*EXERCISE DETAILS*:
In the interview about withdrawing from Iraq, condense the paragraph that opens "AB: Nobody knows" into a short bulleted list that keeps its main points.

*READING PASSAGE*:
AB: KBR hires the people who cook the food, they hire the people who clean out the shitters and burn the human waste and pick up the garbage and dispose the garbage. The military can actually do all those functions for themselves—they don't like to, they don't want to, it's a distraction and it's a burden, but at some point in the withdrawal process you're going to have to start preparing your own rations because we're going to shoo those kinds of contractors away. And either we're going to have to start burning our own human waste or frankly, we're just going to leave it in great big barrels and let someone else worry about it when we're gone.
MJ: What do we do with the major bases—give them over to the Iraqis or disassemble them and take them back with us?
AB: I would imagine they'll turn them over to the Iraqis. It wouldn't be worth it—you could take the stuff from the inside, but I doubt the bases themselves are worth dismantling.
MJ: What about prisoners in the jails?
AB: I think again it's a question of your timeline. If this is done in a very deliberate and drawn-out way, then you might be able to survey the prison population and decide that there are some people who are so valuable that you want to keep them and you move them out of the country, probably through the secret rendition program. If you're doing this thing immediately and quickly, then you turn them over to the Iraqi government. Then some of them probably end up getting tortured and killed and other ones probably get a get-out-of-jail-free pass.
MJ: Along those lines, what about the collaborators, the translators, and fixers—will we take them with us?
AB: I hate to say it, but I think a lot of them will get screwed. There will be a human cry here; probably most people on the left who are going to say—and I agree with this statement—that we have a moral obligation to these people. But given the anti-Muslim sentiment in the country, given the anti-immigrant sentiment in the country, politically it seems unlikely given the fact that President Bush has no chips to spend in these matters. It's unlikely politically that there would be a very generous program of allowing Iraqis who assisted us to leave Iraq and come to the United States where they would be safe. I think it's going to be one of those very telling moments in our history where after all the talk about freedom and liberty and loyalty and how much we care about them, most of the Iraqis that assisted us are going to be upended.
There will be large numbers of Iraqis fleeing to Syria and Jordan, as there already are. There'll be more of them. They'll be living in these crummy camps, and there's going to be another human disaster. I'm just very skeptical that we'll do the right thing.
MJ: So we have the refugee crisis. What else do you anticipate happening?
AB: Nobody knows. You have all these people who predict genocide and chaos, and that's a possibility. It's also a possibility—and other people have said that—that nation states in the region will recognize that they have an interest in avoiding chaos, and that therefore there will be some effort made by Iran and Turkey and Jordan and Egypt and Saudi Arabia and Syria and Kuwait to try to minimize the adverse consequences of this catastrophe. They'll try to contain the disorder and if they would all attempt to do that then the disorder probably could be contained. Meaning, Iraq is going to be a mess, but maybe the region won't be a mess. I think we have a very limited ability to affect that. It is the actors in the region who decide which of those options is going to happen. It won't be the world superpower that makes the decision. We're going to be the spectator.
MJ: What other historical precedent we should we be looking at as we think about doing this?
AB: The case where we have forces of order against insurgency, the forces of order lose. The forces of order withdraw absent a peace settlement or armistice.

*DATA LISTING*:
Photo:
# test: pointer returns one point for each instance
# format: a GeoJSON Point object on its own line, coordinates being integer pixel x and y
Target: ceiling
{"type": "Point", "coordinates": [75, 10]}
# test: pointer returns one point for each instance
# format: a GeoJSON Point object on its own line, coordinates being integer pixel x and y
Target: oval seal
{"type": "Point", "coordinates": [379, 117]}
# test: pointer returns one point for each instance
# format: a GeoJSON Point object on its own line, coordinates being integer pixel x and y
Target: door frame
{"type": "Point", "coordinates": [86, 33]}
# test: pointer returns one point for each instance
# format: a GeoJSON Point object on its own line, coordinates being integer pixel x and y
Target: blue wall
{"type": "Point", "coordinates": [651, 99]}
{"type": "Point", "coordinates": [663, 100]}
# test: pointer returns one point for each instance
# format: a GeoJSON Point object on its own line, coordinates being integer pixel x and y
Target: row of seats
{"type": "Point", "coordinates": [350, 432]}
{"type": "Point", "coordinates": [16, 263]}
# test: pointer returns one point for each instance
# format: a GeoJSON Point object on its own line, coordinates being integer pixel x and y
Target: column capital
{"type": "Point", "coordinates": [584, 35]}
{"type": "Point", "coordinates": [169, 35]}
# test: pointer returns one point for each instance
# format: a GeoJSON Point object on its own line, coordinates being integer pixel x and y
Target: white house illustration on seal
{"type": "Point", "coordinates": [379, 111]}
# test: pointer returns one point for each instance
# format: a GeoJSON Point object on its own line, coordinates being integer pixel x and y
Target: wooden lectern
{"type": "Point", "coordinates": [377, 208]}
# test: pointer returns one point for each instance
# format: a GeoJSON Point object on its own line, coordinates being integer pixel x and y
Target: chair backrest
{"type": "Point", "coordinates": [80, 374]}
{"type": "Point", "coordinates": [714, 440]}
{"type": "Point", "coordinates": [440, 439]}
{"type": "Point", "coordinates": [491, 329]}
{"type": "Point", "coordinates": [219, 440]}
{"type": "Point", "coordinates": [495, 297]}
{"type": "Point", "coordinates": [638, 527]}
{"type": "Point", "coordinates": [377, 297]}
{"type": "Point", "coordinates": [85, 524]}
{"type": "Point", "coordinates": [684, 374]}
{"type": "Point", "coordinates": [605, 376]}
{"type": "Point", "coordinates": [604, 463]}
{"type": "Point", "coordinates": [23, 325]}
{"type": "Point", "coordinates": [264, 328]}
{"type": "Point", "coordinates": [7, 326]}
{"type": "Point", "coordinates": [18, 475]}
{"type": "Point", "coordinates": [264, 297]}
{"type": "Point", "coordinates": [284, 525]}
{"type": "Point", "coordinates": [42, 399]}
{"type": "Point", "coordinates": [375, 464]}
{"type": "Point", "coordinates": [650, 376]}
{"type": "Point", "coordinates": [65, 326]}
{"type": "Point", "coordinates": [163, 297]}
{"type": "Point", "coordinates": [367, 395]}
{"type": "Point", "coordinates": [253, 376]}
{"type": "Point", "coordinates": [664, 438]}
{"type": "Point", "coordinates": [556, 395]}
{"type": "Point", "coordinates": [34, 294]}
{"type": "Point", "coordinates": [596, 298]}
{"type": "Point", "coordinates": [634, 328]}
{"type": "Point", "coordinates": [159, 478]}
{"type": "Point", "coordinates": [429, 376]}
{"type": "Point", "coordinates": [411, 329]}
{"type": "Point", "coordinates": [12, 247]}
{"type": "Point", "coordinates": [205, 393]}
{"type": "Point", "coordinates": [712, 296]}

*ANSWER TO THE EXERCISE*:
- No one knows what will happen.
- Some predict genocide and chaos, and that is possible.
- Another possibility is that Iran, Turkey, Jordan, Egypt, Saudi Arabia, Syria and Kuwait will see an interest in avoiding chaos and try to minimize the adverse consequences.
- If they all tried to contain the disorder, it probably could be contained. Iraq would be a mess, but perhaps the region would not.
- The United States has very limited ability to affect this. The actors in the region will decide, and the superpower will be a spectator.